> **Problem requirements**:
Without including the pictures, copy out every line below.

> **Supplied entries**:
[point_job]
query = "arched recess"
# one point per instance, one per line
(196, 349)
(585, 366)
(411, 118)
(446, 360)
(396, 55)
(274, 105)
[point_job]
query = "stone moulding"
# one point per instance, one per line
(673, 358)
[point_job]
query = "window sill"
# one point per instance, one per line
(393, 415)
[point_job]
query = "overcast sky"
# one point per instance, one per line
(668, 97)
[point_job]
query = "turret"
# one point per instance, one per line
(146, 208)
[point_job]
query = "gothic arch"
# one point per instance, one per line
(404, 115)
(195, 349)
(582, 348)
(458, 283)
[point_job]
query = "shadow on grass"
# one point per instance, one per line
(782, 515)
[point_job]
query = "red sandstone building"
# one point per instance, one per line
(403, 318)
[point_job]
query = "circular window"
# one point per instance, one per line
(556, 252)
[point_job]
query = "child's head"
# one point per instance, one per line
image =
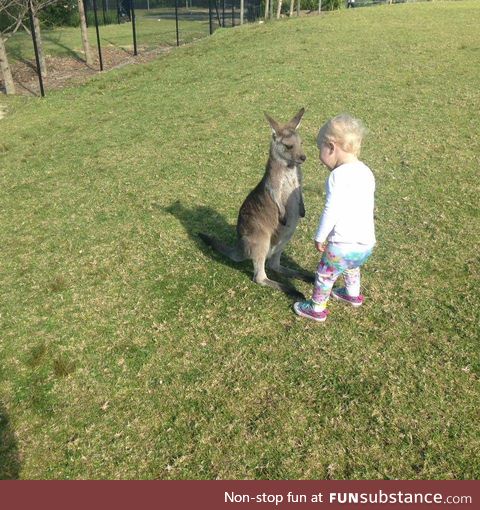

> **Result of the exercise**:
[point_job]
query = "arched recess"
# one point per instance, one per line
(196, 349)
(585, 366)
(411, 118)
(446, 360)
(396, 55)
(274, 105)
[point_job]
query = "stone moulding"
# one point per instance, one per line
(673, 358)
[point_job]
query = "window sill"
# one point per instance, one per line
(393, 415)
[point_job]
query = "overcast sky"
# one point per instance, one per line
(668, 97)
[point_job]
query = "turret"
# one point per instance, one per line
(146, 208)
[point_job]
query = "gothic arch"
# one point per instance, one per line
(404, 115)
(195, 349)
(582, 348)
(458, 283)
[point_job]
query = "shadow on grass"
# one point per instance, one per line
(782, 515)
[point_job]
query = "red sandstone building"
# one point per instance, one per line
(403, 318)
[point_job]
query = "circular window"
# one point per instance, one per line
(556, 252)
[point_job]
query = "child's head"
# one point per instance, one per line
image =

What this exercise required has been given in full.